**Directions**
Could you return the tuberculosis lung organoid abstract below, word for word and in full?

Human lung organoids model for assessing host response to Mycobacterium tuberculosis infection.

INTRODUCTION: Airway and alveolar epithelial cells serve as the primary defense in the lower respiratory tract, yet their exact role in Mycobacterium tuberculosis (Mtb) infection is incompletely understood. Given that Mtb is a human-restricted pathogen, a representative human model is required. Lung organoids (LOs), which are composed of various epithelial cells, mesenchymal cells, and extracellular matrix, facilitate the investigation of bacterial infections. METHODS: In this study, we established an Mtb infection model using human induced pluripotent stem cells (iPSCs)-derived LOs. RESULTS: Prolonged infection led to the gradual invasion of Mtb from the periphery to the interior of the organoid, leading to decreased viability and the induction of fibrotic responses. Transcriptomic and protein analyses suggest that Mtb infection triggered a TLR4/NF-κB-associated inflammatory response. Additionally, the elevation of antimicrobial peptides and the release of diverse pro-inflammatory cytokines and chemokines were noted in the infected LOs. CONCLUSION: These findings emphasize the potential role of LOs in host defense and demonstrate that the Mtb-infected lung organoid model provides a novel platform for elucidating the role of pulmonary structural cells in tuberculosis pathogenesis. Furthermore, this model opens new avenues for the development of molecular therapeutic strategies.

**Data excerpts**

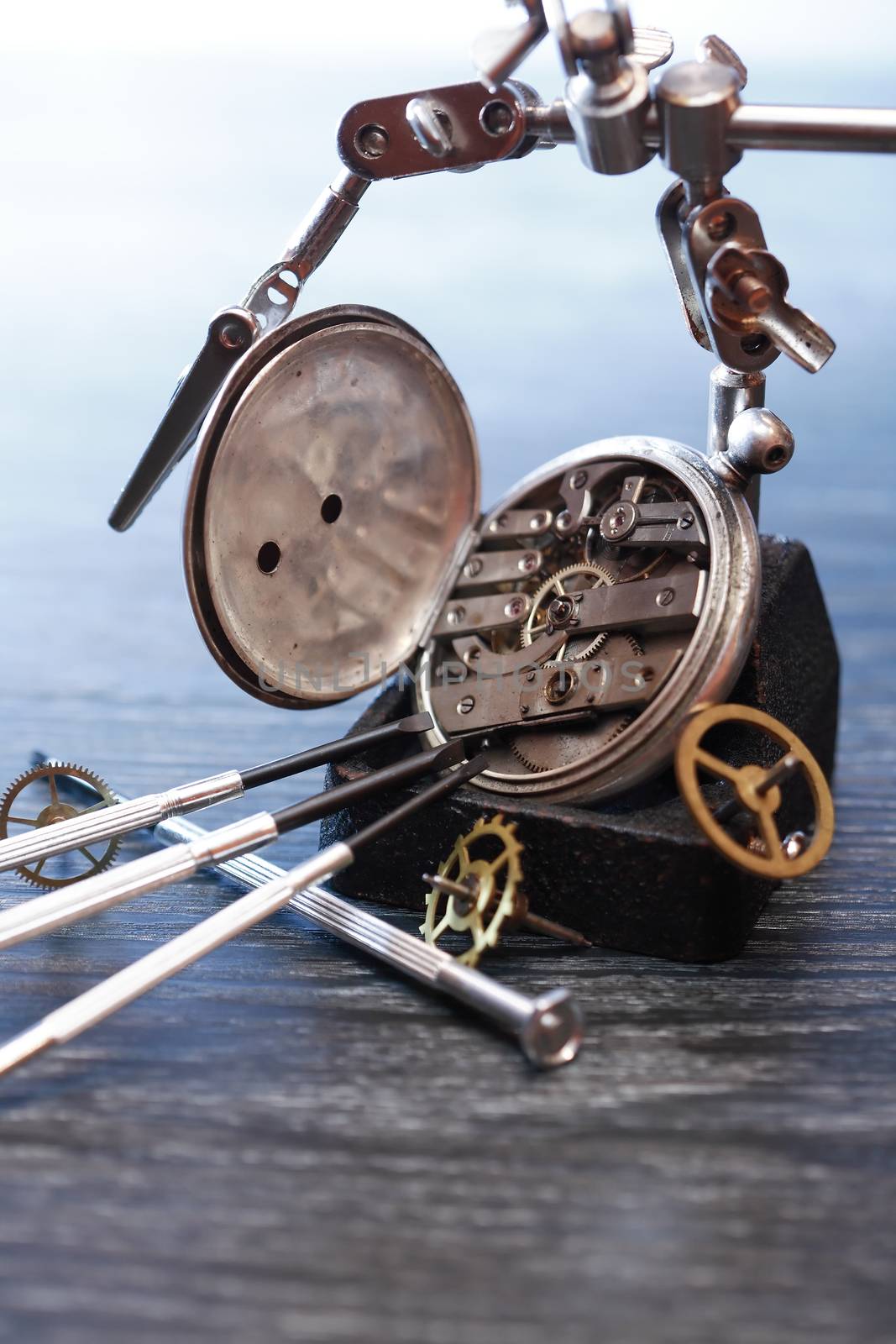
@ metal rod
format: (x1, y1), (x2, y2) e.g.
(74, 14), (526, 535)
(712, 753), (799, 822)
(240, 714), (432, 789)
(0, 759), (582, 1075)
(0, 770), (244, 872)
(726, 103), (896, 155)
(29, 753), (583, 1068)
(527, 98), (896, 155)
(0, 714), (438, 872)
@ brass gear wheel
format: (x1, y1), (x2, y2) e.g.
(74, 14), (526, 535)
(676, 704), (834, 882)
(520, 560), (616, 663)
(0, 762), (121, 889)
(421, 811), (522, 966)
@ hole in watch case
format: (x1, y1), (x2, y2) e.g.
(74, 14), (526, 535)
(322, 495), (343, 524)
(258, 542), (280, 574)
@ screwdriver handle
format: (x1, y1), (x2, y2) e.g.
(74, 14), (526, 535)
(0, 770), (244, 872)
(0, 811), (277, 949)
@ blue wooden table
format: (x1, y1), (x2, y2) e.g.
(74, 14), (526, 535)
(0, 29), (896, 1344)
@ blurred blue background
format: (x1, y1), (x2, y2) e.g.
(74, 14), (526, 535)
(0, 0), (896, 786)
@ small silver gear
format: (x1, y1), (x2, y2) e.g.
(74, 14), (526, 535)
(506, 630), (645, 774)
(0, 762), (121, 889)
(520, 560), (616, 663)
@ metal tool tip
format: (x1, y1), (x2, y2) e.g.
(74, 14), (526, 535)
(0, 1023), (52, 1077)
(464, 751), (489, 780)
(520, 990), (584, 1068)
(432, 742), (466, 770)
(398, 714), (432, 732)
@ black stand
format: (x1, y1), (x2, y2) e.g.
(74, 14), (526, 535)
(321, 538), (840, 961)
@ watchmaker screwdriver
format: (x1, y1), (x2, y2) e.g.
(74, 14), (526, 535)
(0, 714), (432, 872)
(0, 758), (582, 1074)
(0, 742), (462, 949)
(31, 753), (583, 1068)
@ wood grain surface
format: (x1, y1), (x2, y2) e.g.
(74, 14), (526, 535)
(0, 659), (896, 1344)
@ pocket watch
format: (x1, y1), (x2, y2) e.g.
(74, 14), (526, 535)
(173, 307), (793, 801)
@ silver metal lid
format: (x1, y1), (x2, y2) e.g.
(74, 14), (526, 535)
(178, 307), (479, 708)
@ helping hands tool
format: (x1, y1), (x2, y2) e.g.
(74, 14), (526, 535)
(103, 0), (896, 802)
(0, 743), (462, 948)
(0, 759), (582, 1074)
(0, 714), (432, 885)
(28, 753), (583, 1068)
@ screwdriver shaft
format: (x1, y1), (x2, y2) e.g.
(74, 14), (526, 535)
(0, 770), (244, 872)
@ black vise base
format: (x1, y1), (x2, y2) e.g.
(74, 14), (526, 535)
(321, 536), (840, 963)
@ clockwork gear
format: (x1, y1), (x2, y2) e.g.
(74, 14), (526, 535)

**Exercise output**
Human lung organoids model for assessing host response to Mycobacterium tuberculosis infection.

INTRODUCTION: Airway and alveolar epithelial cells serve as the primary defense in the lower respiratory tract, yet their exact role in Mycobacterium tuberculosis (Mtb) infection is incompletely understood. Given that Mtb is a human-restricted pathogen, a representative human model is required. Lung organoids (LOs), which are composed of various epithelial cells, mesenchymal cells, and extracellular matrix, facilitate the investigation of bacterial infections. METHODS: In this study, we established an Mtb infection model using human induced pluripotent stem cells (iPSCs)-derived LOs. RESULTS: Prolonged infection led to the gradual invasion of Mtb from the periphery to the interior of the organoid, leading to decreased viability and the induction of fibrotic responses. Transcriptomic and protein analyses suggest that Mtb infection triggered a TLR4/NF-κB-associated inflammatory response. Additionally, the elevation of antimicrobial peptides and the release of diverse pro-inflammatory cytokines and chemokines were noted in the infected LOs. CONCLUSION: These findings emphasize the potential role of LOs in host defense and demonstrate that the Mtb-infected lung organoid model provides a novel platform for elucidating the role of pulmonary structural cells in tuberculosis pathogenesis. Furthermore, this model opens new avenues for the development of molecular therapeutic strategies.